◆ Taakomschrijving
Schrijf alles van "20. Gelet op" tot en met "van de vennootschap." uit de pagina opnieuw uit en wissel daarbij "vennootschap" in voor "onderneming".

::: Pagina

19. Dat verweerder door zijn handelen bij eiser het in rechte te beschermen vertrouwen heeft gewekt dat geen aansprakelijkstelling zou volgen, heeft eiser onvoldoende onderbouwd. Het enkele afwachten door verweerder van de (financiële) ontwikkelingen van de vennootschap is onvoldoende, zeker omdat eiser zelf voorspelde dat die ontwikkelingen positief zouden zijn en er geen reden was om te twijfelen aan eisers voorspellingen. Bovendien heeft verweerder ter zitting aangegeven dat de afweging om af te wachten mede was ingegeven door het feit dat de opgelegde naheffingsaanslagen tot 2015 relatief laag waren. Het standpunt van eiser in dit verband dat verweerder zelf verantwoordelijk is voor het oplopen van de belastingschulden omdat zij niet eerder zijn overgegaan tot aansprakelijkstelling leidt dan ook tot niets. Overigens kent de Iw niet de mogelijkheid om de aansprakelijkstelling te matigen en kom[t] de rechtbank ook niet uit andere hoofde die bevoegdheid toe.
20. Gelet op het voorgaande is eiser terecht en naar het juiste bedrag aansprakelijk gesteld voor de verschuldigde omzetbelasting van de vennootschap over de tijdvakken waarop de beschikking betrekking heeft.
21. De rechtbank oordeelt dat eiser ook terecht en naar de juiste bedragen aansprakelijk is gesteld voor de in te vorderen bedragen die verband houden met de omzetbelasting waarvoor de aansprakelijkheid geldt (de kosten en rente). Verwezen wordt naar hetgeen verweerder heeft gesteld, waaruit volgt dat het belopen daarvan aan eiser is te wijten. Ook hierbij wijst de rechtbank op de verantwoordelijkheid van eiser als bestuurder van de vennootschap met betrekking tot het aangifte- en betalingsgedrag van de vennootschap.
22. Gelet op het hiervoor overwogene dient het beroep ongegrond te worden verklaard.”

::::::
::: Aangeleverde gegevens

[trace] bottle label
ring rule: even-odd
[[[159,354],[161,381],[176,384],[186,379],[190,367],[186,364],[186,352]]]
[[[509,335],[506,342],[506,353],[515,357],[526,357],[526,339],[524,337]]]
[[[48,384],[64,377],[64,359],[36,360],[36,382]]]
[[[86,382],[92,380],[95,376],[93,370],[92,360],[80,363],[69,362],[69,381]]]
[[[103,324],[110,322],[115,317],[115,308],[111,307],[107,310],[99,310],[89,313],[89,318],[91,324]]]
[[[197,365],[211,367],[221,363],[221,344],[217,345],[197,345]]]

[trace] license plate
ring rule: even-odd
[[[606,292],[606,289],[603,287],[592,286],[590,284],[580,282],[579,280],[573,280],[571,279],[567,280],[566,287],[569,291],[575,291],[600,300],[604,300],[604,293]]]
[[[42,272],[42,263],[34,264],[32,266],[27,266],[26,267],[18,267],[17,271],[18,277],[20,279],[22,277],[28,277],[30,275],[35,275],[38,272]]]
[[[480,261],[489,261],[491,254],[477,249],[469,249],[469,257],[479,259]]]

::::::

◆ Schriftelijk antwoord
20. Gelet op het voorgaande is eiser terecht en naar het juiste bedrag aansprakelijk gesteld voor de verschuldigde omzetbelasting van de onderneming over de tijdvakken waarop de beschikking betrekking heeft.
21. De rechtbank oordeelt dat eiser ook terecht en naar de juiste bedragen aansprakelijk is gesteld voor de in te vorderen bedragen die verband houden met de omzetbelasting waarvoor de aansprakelijkheid geldt (de kosten en rente). Verwezen wordt naar hetgeen verweerder heeft gesteld, waaruit volgt dat het belopen daarvan aan eiser is te wijten. Ook hierbij wijst de rechtbank op de verantwoordelijkheid van eiser als bestuurder van de onderneming met betrekking tot het aangifte- en betalingsgedrag van de onderneming.